- _Required action_
For the data below, restate word for word only the lines from the line containing "[indicate] the shirt sleeve" through the line containing "[indicate] the industrial", both ends included.

- _Data extracts_
==================================================
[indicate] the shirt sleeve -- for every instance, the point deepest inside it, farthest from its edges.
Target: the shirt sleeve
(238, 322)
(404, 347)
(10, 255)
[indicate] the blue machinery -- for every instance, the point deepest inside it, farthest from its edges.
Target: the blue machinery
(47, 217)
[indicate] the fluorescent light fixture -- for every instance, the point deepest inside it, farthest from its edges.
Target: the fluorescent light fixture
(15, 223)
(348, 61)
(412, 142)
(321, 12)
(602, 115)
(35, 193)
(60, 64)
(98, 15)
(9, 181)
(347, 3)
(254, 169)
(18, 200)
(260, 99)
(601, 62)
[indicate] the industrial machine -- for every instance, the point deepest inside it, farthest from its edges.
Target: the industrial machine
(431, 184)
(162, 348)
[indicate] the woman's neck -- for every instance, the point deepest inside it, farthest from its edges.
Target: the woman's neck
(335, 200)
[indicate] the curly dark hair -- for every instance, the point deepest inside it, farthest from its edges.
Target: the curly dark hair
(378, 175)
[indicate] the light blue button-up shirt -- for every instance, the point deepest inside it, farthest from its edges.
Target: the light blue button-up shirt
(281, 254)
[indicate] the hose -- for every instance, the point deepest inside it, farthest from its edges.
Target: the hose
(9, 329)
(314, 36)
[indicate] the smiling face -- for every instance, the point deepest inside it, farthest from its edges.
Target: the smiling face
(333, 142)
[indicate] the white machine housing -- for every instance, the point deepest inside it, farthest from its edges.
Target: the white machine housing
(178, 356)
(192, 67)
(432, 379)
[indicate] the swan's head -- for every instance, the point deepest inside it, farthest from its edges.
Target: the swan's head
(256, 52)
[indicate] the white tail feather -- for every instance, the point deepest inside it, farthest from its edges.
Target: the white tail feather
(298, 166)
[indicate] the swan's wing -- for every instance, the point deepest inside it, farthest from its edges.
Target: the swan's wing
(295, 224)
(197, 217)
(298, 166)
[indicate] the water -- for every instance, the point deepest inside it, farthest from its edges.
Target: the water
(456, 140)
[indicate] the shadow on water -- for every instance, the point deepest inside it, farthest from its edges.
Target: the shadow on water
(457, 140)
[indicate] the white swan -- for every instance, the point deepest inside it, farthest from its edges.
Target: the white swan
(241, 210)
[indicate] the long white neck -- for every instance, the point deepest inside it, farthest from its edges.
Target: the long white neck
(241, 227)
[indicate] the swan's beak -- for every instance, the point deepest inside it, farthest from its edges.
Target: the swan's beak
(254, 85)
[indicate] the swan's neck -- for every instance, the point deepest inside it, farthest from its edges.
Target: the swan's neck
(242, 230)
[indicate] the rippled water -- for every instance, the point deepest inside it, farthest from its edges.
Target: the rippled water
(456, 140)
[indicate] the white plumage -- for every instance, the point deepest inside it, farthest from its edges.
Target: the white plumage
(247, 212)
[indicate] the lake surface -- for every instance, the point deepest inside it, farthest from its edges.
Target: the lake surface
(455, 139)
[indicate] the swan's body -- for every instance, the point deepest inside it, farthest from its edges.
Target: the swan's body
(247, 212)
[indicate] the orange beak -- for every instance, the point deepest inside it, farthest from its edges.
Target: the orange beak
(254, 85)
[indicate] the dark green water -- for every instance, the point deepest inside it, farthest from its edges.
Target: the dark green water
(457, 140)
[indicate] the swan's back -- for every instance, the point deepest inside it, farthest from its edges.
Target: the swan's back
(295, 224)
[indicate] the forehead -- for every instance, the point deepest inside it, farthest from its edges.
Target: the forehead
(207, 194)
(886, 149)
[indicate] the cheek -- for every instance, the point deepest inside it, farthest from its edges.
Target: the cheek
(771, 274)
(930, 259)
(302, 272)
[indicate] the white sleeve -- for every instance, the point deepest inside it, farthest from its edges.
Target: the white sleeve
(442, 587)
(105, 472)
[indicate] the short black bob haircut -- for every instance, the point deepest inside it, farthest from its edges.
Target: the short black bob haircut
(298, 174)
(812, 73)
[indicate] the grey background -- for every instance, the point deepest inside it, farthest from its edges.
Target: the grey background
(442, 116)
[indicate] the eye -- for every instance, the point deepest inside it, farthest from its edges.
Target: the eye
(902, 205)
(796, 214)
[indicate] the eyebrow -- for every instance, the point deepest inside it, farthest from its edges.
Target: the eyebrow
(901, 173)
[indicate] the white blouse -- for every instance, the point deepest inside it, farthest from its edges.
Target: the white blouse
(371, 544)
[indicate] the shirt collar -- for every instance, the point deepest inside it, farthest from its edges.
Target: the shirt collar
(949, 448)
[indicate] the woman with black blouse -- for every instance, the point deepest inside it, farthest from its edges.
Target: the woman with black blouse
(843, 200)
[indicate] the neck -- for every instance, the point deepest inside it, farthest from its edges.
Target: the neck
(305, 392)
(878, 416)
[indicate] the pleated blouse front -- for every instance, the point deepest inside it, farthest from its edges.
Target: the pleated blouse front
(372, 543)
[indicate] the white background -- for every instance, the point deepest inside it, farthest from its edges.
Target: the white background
==================================================
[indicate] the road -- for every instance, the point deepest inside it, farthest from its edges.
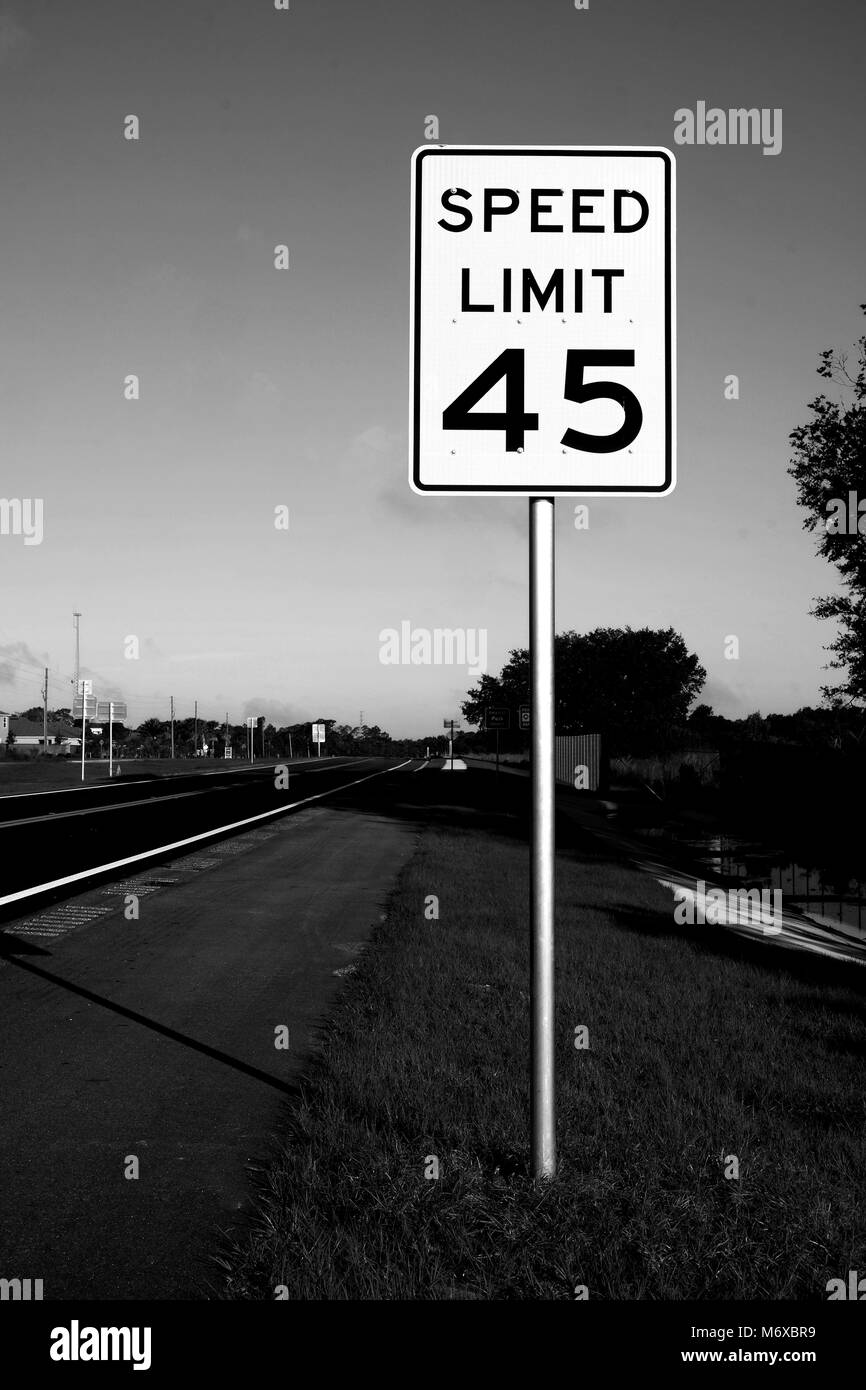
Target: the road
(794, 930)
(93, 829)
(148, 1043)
==================================================
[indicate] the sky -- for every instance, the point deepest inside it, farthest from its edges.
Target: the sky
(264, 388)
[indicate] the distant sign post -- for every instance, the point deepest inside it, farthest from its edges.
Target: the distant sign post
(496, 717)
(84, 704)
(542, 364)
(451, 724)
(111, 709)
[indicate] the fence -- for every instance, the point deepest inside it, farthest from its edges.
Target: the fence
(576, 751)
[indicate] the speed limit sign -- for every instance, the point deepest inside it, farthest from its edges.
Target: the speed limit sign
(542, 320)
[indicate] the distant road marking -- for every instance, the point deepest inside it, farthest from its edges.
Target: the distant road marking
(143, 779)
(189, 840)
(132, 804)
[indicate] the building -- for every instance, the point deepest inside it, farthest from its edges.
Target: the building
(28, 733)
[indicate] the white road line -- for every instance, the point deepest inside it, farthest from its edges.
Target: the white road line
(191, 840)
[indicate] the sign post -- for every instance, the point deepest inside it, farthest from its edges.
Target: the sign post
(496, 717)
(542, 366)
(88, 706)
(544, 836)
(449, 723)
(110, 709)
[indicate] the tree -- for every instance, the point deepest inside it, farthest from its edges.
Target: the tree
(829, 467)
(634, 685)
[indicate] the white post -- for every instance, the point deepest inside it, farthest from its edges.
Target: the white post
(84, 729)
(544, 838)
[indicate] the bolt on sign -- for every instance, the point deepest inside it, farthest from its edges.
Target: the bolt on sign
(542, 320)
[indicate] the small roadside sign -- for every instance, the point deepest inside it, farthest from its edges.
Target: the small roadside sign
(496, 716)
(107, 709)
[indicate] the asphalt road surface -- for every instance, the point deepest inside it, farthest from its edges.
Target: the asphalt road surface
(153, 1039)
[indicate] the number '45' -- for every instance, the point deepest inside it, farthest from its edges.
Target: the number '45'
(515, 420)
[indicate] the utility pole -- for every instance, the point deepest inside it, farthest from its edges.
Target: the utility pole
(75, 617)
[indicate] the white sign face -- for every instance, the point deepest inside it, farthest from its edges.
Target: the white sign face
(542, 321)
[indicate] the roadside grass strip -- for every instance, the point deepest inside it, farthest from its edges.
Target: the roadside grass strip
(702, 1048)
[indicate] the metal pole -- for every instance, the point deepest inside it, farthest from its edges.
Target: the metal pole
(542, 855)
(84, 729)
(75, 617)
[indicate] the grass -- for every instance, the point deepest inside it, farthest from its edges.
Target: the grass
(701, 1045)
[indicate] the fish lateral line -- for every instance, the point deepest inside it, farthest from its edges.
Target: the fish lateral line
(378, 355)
==================================================
- _Output for this task_
[indicate] the shirt sleeve -- for every instance, the point deepest inside it, farthest from its edges.
Target: the shirt sleeve
(238, 322)
(404, 347)
(10, 255)
[indicate] the blue machinery -- for every instance, the point deepest inside it, farthest from its edges.
Target: the blue machinery
(47, 217)
[indicate] the fluorescent light fixture -- for every instance, the point deepest inside it, farthest from its edges.
Target: the fluorescent light fixture
(15, 223)
(348, 61)
(412, 142)
(321, 12)
(602, 115)
(35, 193)
(60, 64)
(98, 15)
(9, 181)
(347, 3)
(254, 169)
(18, 200)
(260, 99)
(601, 62)
[indicate] the industrial machine -- for every instance, the point deepest inside it, farthest from its edges.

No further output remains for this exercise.